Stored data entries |
* * * * *

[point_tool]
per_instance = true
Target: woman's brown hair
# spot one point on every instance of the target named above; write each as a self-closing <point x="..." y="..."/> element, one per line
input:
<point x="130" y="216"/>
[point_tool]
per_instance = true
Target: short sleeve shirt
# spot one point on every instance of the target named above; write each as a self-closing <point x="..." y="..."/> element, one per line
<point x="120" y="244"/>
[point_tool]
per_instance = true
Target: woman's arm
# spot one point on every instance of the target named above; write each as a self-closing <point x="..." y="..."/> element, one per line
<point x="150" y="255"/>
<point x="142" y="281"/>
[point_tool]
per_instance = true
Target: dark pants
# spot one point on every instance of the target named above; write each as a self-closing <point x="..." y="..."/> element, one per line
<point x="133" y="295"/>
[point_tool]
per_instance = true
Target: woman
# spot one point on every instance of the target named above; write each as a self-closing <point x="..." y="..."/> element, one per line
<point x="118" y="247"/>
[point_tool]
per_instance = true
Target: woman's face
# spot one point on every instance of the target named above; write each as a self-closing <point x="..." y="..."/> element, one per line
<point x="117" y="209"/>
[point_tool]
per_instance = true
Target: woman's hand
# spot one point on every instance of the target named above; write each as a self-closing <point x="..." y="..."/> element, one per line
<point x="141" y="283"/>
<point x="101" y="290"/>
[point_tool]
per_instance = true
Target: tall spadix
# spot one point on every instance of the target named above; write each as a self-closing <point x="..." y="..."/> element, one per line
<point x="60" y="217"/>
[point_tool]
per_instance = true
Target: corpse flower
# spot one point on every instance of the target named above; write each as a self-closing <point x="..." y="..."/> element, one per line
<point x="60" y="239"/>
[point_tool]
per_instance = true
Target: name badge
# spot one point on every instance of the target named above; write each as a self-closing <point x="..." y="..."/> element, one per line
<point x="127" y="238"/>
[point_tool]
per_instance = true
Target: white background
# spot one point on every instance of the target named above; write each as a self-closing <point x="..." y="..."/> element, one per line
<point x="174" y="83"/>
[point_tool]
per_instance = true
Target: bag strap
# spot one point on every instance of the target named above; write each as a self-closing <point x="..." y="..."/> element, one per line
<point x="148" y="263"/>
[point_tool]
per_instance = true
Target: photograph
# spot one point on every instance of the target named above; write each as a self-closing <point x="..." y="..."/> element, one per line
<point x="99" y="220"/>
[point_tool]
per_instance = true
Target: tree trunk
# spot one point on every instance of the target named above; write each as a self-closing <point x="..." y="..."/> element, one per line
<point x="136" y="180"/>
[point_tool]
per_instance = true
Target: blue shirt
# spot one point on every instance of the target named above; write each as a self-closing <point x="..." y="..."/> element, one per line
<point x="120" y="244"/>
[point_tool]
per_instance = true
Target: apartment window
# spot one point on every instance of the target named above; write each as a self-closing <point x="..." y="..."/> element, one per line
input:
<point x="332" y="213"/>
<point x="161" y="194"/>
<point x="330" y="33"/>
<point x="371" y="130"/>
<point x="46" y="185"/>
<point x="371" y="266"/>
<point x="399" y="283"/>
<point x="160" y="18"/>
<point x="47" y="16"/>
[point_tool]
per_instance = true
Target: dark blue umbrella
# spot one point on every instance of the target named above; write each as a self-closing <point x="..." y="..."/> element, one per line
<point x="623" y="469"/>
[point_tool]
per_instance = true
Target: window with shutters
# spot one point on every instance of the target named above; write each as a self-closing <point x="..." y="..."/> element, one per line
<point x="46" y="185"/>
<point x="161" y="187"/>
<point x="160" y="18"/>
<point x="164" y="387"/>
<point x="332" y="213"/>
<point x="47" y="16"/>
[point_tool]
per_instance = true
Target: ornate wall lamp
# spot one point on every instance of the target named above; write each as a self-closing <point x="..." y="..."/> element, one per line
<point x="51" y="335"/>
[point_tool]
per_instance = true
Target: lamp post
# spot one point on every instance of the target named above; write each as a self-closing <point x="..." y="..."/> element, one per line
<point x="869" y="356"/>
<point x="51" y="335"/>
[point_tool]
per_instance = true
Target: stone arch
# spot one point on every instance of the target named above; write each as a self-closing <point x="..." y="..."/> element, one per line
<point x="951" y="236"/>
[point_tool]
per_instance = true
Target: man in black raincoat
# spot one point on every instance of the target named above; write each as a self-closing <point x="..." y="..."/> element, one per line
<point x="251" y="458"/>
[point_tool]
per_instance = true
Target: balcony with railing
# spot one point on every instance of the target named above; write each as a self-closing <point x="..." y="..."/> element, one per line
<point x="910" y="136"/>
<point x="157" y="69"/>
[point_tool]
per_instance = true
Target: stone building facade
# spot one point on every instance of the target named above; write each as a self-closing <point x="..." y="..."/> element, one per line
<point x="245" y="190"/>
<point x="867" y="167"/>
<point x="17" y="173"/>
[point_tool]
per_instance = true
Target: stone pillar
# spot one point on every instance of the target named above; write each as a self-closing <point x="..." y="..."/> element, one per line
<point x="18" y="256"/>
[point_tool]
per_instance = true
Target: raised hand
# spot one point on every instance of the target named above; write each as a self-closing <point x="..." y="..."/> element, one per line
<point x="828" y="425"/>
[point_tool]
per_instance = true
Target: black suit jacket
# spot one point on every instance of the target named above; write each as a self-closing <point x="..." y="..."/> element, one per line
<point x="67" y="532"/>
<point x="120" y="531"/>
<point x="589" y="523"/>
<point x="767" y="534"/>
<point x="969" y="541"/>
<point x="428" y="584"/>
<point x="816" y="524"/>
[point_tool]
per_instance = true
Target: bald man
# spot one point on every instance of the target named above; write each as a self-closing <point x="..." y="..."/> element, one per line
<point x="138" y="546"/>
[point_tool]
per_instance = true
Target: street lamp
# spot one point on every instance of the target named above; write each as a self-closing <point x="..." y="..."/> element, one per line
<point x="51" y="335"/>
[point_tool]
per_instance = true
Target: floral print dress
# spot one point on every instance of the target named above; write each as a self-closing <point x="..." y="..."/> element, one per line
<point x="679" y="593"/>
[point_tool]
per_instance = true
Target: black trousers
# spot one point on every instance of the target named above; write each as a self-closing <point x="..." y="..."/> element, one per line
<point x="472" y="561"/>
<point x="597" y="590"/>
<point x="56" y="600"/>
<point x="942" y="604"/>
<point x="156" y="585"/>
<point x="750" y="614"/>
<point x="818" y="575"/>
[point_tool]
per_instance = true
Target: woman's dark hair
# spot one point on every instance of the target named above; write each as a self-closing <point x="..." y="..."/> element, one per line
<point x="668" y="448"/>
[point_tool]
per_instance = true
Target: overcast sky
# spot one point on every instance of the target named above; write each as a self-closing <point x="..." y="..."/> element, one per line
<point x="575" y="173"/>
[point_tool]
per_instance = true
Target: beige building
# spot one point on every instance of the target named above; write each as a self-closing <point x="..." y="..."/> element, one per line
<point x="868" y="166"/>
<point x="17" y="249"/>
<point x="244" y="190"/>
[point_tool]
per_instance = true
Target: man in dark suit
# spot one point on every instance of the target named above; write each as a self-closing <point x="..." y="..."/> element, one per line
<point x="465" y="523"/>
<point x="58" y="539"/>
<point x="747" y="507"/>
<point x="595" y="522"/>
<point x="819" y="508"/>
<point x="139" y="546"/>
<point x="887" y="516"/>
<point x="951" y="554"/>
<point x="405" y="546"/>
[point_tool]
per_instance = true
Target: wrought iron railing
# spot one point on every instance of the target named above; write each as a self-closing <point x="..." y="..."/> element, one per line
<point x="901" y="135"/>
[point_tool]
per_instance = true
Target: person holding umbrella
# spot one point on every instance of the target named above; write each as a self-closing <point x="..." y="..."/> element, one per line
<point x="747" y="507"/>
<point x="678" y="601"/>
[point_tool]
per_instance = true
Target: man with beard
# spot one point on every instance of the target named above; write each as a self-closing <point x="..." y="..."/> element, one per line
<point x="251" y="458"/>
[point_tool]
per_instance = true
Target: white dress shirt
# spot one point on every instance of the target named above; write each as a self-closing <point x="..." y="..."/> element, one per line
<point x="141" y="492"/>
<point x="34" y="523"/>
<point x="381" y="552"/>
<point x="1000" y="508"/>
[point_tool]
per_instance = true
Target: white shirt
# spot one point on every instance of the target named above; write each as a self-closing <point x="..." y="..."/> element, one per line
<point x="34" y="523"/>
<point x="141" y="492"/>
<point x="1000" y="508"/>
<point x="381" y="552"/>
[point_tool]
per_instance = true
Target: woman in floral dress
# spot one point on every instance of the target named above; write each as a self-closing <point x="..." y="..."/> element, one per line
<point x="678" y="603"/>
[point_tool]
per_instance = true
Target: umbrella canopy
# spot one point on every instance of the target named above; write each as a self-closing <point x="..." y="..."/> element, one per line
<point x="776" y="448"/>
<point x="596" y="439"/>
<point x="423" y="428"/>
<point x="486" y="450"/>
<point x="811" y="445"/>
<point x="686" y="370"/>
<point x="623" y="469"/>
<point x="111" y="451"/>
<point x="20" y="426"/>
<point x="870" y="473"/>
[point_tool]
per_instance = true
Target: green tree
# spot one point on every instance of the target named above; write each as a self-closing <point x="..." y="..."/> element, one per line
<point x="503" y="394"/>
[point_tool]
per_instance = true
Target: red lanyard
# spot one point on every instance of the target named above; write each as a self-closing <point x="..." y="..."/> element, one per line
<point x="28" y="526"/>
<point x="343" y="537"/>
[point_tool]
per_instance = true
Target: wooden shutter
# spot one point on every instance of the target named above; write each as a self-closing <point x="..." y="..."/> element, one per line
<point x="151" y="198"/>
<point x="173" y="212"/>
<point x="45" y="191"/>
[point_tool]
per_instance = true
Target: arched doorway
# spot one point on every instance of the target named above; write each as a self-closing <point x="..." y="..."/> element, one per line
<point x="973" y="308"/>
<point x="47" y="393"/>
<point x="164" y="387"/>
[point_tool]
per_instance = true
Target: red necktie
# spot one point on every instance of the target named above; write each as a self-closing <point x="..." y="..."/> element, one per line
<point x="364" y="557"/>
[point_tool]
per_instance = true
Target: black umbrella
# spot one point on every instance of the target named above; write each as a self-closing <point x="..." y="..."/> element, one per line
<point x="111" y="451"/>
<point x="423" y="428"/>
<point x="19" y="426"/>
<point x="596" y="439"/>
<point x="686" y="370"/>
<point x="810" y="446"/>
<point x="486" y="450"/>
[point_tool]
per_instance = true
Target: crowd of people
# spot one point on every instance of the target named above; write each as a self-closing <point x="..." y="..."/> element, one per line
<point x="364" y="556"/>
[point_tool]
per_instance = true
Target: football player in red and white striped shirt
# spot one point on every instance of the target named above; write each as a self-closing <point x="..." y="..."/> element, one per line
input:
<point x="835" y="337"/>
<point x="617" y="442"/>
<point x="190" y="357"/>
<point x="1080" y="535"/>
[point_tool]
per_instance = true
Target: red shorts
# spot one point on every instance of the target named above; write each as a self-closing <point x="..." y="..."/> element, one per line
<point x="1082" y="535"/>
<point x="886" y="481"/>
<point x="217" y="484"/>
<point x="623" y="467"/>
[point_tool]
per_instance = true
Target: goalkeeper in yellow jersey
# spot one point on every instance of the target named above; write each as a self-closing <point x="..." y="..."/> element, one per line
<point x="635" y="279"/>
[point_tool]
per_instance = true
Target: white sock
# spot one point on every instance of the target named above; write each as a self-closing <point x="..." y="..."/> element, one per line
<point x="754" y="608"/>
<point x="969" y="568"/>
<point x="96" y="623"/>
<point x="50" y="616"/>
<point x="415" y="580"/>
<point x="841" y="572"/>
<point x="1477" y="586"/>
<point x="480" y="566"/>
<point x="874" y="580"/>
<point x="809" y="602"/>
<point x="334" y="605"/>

* * * * *

What to produce | The response must consist of the lines above, from the first one through the line containing "Target: tall spadix", reproduced exactly.

Solution to this task |
[point_tool]
per_instance = true
Target: woman's brown hair
# spot one point on every instance of the target named above; write each as a self-closing <point x="..." y="..."/> element, one per line
input:
<point x="130" y="216"/>
[point_tool]
per_instance = true
Target: short sleeve shirt
# spot one point on every instance of the target named above; write each as a self-closing <point x="..." y="..."/> element, one per line
<point x="120" y="244"/>
[point_tool]
per_instance = true
Target: woman's arm
# spot one point on every instance of the target named above; write each as a self-closing <point x="..." y="..."/> element, one per line
<point x="150" y="255"/>
<point x="142" y="281"/>
[point_tool]
per_instance = true
Target: dark pants
# spot one point on every instance of the target named above; write each as a self-closing <point x="..." y="..."/> element, one per line
<point x="133" y="295"/>
[point_tool]
per_instance = true
Target: woman
# spot one point on every instance of the target named above; write each as a self-closing <point x="..." y="..."/> element, one per line
<point x="118" y="247"/>
[point_tool]
per_instance = true
Target: woman's face
# spot one point on every instance of the target named above; write each as a self-closing <point x="..." y="..."/> element, one per line
<point x="117" y="209"/>
[point_tool]
per_instance = true
Target: woman's hand
# spot one point on every instance of the target named above; write each as a self-closing <point x="..." y="..."/> element, one per line
<point x="141" y="283"/>
<point x="101" y="290"/>
[point_tool]
per_instance = true
Target: tall spadix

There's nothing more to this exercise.